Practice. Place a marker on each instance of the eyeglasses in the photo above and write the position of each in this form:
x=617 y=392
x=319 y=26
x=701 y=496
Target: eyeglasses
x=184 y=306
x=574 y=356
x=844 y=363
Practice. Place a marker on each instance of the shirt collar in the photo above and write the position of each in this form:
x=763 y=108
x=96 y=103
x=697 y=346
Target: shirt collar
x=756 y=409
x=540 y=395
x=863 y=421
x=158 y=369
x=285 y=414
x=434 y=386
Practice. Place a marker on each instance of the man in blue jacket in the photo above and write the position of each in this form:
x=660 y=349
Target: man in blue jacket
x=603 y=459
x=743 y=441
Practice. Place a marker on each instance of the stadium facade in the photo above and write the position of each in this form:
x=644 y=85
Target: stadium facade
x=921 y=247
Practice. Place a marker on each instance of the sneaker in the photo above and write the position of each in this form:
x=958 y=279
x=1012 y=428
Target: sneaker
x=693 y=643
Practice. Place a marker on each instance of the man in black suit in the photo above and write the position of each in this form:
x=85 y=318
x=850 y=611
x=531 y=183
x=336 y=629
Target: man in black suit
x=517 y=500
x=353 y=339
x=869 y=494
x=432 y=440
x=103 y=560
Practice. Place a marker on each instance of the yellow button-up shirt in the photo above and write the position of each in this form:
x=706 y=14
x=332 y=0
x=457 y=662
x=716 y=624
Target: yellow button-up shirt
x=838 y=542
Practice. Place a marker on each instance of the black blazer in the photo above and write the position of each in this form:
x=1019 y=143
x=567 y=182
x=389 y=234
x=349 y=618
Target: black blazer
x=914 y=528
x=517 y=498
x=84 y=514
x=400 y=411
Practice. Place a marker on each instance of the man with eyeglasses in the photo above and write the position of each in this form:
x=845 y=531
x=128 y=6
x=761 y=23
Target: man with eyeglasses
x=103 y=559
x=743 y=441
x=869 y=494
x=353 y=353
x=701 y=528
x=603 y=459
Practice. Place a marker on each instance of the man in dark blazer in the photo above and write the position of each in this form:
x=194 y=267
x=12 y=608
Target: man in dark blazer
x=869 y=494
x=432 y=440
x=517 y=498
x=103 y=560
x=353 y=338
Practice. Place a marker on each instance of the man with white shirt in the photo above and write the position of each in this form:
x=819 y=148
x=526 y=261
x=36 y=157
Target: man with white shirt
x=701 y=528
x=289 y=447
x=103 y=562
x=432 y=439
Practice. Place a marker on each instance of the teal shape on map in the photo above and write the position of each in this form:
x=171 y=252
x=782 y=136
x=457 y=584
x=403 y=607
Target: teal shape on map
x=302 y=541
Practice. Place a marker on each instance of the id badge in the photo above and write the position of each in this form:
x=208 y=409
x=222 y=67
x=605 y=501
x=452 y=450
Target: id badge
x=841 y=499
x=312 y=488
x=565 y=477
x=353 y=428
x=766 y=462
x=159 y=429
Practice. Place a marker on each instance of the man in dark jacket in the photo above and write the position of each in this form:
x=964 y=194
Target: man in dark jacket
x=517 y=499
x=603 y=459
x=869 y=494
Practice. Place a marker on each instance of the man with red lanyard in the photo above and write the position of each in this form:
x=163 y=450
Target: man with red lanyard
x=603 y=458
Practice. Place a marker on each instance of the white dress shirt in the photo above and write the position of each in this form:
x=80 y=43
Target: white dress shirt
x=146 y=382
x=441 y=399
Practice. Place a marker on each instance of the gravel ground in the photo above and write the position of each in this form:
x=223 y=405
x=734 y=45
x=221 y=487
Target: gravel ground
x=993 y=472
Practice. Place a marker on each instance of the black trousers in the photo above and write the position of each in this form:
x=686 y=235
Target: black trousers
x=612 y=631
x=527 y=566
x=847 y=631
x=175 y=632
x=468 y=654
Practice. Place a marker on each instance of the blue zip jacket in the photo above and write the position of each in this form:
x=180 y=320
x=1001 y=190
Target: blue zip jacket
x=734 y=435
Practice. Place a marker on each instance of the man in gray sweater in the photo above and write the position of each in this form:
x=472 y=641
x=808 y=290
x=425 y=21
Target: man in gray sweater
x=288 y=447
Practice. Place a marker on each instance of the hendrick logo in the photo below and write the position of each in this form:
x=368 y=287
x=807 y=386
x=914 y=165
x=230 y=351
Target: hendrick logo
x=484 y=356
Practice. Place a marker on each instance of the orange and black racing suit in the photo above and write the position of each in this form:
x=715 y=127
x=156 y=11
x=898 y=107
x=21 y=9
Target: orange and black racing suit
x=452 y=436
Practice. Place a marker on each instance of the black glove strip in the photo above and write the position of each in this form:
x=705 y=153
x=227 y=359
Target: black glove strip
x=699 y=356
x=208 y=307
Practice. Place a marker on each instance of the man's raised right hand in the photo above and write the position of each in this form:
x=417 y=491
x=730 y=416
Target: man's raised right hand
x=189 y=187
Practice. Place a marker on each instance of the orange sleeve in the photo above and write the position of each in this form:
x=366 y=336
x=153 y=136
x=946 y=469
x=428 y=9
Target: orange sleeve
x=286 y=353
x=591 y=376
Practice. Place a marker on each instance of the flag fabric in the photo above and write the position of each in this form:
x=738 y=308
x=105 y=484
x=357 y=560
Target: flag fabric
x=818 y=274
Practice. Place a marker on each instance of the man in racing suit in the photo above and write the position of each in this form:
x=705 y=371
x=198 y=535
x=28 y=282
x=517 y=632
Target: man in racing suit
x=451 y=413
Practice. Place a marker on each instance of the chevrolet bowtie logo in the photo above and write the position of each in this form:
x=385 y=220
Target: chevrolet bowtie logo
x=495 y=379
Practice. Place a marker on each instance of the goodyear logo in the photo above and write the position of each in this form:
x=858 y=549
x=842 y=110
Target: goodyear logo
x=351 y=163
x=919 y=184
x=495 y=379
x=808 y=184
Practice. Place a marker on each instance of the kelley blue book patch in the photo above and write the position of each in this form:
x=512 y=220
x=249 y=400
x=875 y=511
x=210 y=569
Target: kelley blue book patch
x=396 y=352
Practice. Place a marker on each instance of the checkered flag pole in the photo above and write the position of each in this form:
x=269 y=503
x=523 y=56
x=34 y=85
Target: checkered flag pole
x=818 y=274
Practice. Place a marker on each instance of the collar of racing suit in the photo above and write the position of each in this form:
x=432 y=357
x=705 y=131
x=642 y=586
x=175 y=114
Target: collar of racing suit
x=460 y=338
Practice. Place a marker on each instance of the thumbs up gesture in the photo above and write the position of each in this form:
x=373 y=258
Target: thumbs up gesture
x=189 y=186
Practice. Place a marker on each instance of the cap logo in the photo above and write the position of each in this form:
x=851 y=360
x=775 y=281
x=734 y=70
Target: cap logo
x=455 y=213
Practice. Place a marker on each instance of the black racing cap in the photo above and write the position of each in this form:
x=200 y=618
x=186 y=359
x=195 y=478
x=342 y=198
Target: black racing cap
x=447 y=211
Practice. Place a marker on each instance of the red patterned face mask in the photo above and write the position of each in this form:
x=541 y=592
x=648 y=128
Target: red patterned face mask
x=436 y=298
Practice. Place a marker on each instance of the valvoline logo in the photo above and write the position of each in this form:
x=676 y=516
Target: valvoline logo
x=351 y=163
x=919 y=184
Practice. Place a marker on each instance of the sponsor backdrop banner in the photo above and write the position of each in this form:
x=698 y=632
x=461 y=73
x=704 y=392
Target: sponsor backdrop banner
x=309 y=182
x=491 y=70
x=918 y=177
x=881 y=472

########################################

Your task is to copy every entry above, exactly as written.

Practice. Place a marker on each instance of the eyeglasses in the photo above and write the position of each in this form:
x=617 y=392
x=319 y=26
x=701 y=496
Target: eyeglasses
x=184 y=306
x=574 y=356
x=844 y=363
Practice. Place a marker on each instance of the shirt collar in the photo above and write the position of each in this form:
x=763 y=108
x=96 y=103
x=697 y=346
Target: shirt collar
x=756 y=409
x=540 y=395
x=863 y=421
x=158 y=369
x=285 y=414
x=434 y=386
Practice. Place a marker on each instance of the man in blue jacket in the photo above and write the position of each in this form:
x=660 y=349
Target: man in blue jacket
x=603 y=459
x=743 y=441
Practice. Place a marker on each instance of the stadium facade in the photo above and write the position of each in this form:
x=644 y=85
Target: stadium facade
x=921 y=247
Practice. Place a marker on each instance of the sneaker in the photo above and write the position of each in this form:
x=958 y=279
x=1012 y=428
Target: sneaker
x=693 y=643
Practice. Place a marker on each instance of the man in black suit in the photo above and write the position of each in this form:
x=85 y=318
x=850 y=611
x=531 y=183
x=336 y=629
Target: man in black suit
x=517 y=500
x=353 y=339
x=869 y=494
x=432 y=440
x=103 y=560
Practice. Place a marker on each instance of the yellow button-up shirt in the photo above and write the position of each in this form:
x=706 y=14
x=332 y=0
x=457 y=662
x=716 y=624
Target: yellow button-up shirt
x=838 y=542
Practice. Place a marker on each instance of the black blazer in the photo above and write the position of each in this form:
x=1019 y=143
x=567 y=182
x=389 y=234
x=349 y=618
Target: black blazer
x=914 y=528
x=517 y=498
x=84 y=514
x=400 y=411
Practice. Place a marker on each instance of the man with eyeglasses in the photo above and write the position of each in this form:
x=845 y=531
x=128 y=6
x=761 y=23
Target: man with eyeglasses
x=103 y=559
x=743 y=441
x=869 y=494
x=353 y=353
x=701 y=528
x=603 y=459
Practice. Place a marker on each instance of the man in dark blazer in the photo above and write the position of each in this form:
x=194 y=267
x=12 y=608
Target: man in dark blazer
x=869 y=494
x=432 y=440
x=517 y=498
x=103 y=560
x=353 y=338
Practice. Place a marker on each instance of the man with white shirt in the photo above and write the position of each in this form:
x=819 y=148
x=526 y=261
x=36 y=157
Target: man with white shirt
x=701 y=528
x=289 y=447
x=103 y=562
x=432 y=439
Practice. Place a marker on each instance of the teal shape on map in the photo above and write the position of each in this form:
x=171 y=252
x=782 y=136
x=457 y=584
x=403 y=607
Target: teal shape on map
x=302 y=541
Practice. Place a marker on each instance of the id badge in the photo above and write the position of each in this form:
x=208 y=409
x=222 y=67
x=605 y=501
x=452 y=450
Target: id badge
x=841 y=499
x=312 y=488
x=565 y=477
x=353 y=428
x=766 y=462
x=159 y=429
Practice. Place a marker on each instance of the man in dark jacket in the photo above and write the position of each in this form:
x=964 y=194
Target: man in dark jacket
x=517 y=499
x=603 y=459
x=869 y=494
Practice. Place a marker on each instance of the man with red lanyard in the photo above and write the position of each in this form:
x=163 y=450
Target: man with red lanyard
x=603 y=458
Practice. Place a marker on each instance of the white dress shirt in the photo above and write the position of each in this form:
x=80 y=43
Target: white dress shirt
x=146 y=382
x=441 y=399
Practice. Place a marker on each instance of the gravel ground in the photo above and write the position of each in this form:
x=223 y=405
x=734 y=45
x=221 y=487
Target: gravel ground
x=993 y=472
Practice. Place a marker on each instance of the black trousers in the photo above and write the position of each in this form:
x=686 y=235
Target: black trousers
x=612 y=631
x=527 y=566
x=847 y=631
x=175 y=632
x=468 y=654
Practice. Place a marker on each instance of the blue zip jacket in the photo above and write the position of each in this form:
x=180 y=320
x=1001 y=190
Target: blue zip jacket
x=734 y=435
Practice. Place a marker on each instance of the man in gray sweater in the photo above and write the position of each in this form:
x=472 y=641
x=808 y=290
x=425 y=21
Target: man in gray sweater
x=288 y=447
Practice. Place a marker on each instance of the hendrick logo in the photo below and write the position of each in this form:
x=368 y=287
x=807 y=386
x=914 y=165
x=230 y=351
Target: hendrick logo
x=484 y=356
Practice. Place a marker on each instance of the orange and black racing suit in the photo above and write the position of each in this form:
x=715 y=127
x=156 y=11
x=898 y=107
x=21 y=9
Target: orange and black racing suit
x=452 y=436
Practice. Place a marker on each instance of the black glove strip in the photo above and write the position of each in this form:
x=705 y=153
x=227 y=359
Target: black glove strip
x=699 y=356
x=208 y=307
Practice. Place a marker on each instance of the man's raised right hand in the photo above and write the position of each in this form:
x=417 y=491
x=730 y=416
Target: man's raised right hand
x=189 y=187
Practice. Place a marker on each instance of the orange sleeve in the photo above and write the position of each in this form:
x=366 y=336
x=153 y=136
x=946 y=469
x=428 y=9
Target: orange sleeve
x=286 y=353
x=591 y=376
Practice. Place a marker on each instance of the flag fabric in the photo above and write the position of each in this form:
x=738 y=308
x=105 y=484
x=357 y=560
Target: flag fabric
x=818 y=274
Practice. Place a marker on each instance of the man in racing suit in the photo above and write the position of each in this form:
x=705 y=371
x=198 y=535
x=28 y=282
x=517 y=632
Target: man in racing suit
x=451 y=413
Practice. Place a marker on each instance of the chevrolet bowtie logo in the photo above and write the position of each in this form:
x=385 y=220
Target: chevrolet bowtie logo
x=495 y=379
Practice. Place a marker on each instance of the goodyear logo in the photo above and write the position of each in this form:
x=858 y=549
x=842 y=110
Target: goodyear logo
x=351 y=163
x=919 y=184
x=495 y=379
x=808 y=184
Practice. Place a marker on each instance of the kelley blue book patch in the photo above and write the position of each in this form:
x=512 y=220
x=249 y=400
x=875 y=511
x=210 y=569
Target: kelley blue book patch
x=396 y=352
Practice. Place a marker on each instance of the checkered flag pole in the photo above and write the position of each in this form:
x=269 y=503
x=523 y=56
x=34 y=85
Target: checkered flag pole
x=818 y=274
Practice. Place a marker on each instance of the collar of racing suit in the photo above and write the position of each in this form:
x=432 y=357
x=705 y=131
x=642 y=586
x=175 y=114
Target: collar of racing suit
x=460 y=338
Practice. Place a marker on each instance of the thumbs up gesture in the photo above and write the position of each in this form:
x=373 y=258
Target: thumbs up gesture
x=189 y=186
Practice. Place a marker on each instance of the cap logo in the photo above and write the position of each in this form:
x=851 y=360
x=775 y=281
x=734 y=70
Target: cap logo
x=455 y=213
Practice. Place a marker on each instance of the black racing cap in the photo above and write the position of each in this form:
x=200 y=618
x=186 y=359
x=195 y=478
x=342 y=198
Target: black racing cap
x=447 y=211
Practice. Place a marker on each instance of the red patterned face mask in the photo above and write the position of each in this form:
x=541 y=592
x=648 y=128
Target: red patterned face mask
x=436 y=298
Practice. Place a marker on each instance of the valvoline logo in the photo above and write the position of each in this form:
x=676 y=516
Target: valvoline logo
x=351 y=163
x=919 y=184
Practice. Place a marker on each instance of the sponsor backdrop banner in the photo above and write the position of each in this form:
x=698 y=632
x=461 y=73
x=704 y=392
Target: sponsor backdrop banner
x=309 y=182
x=491 y=70
x=918 y=177
x=881 y=472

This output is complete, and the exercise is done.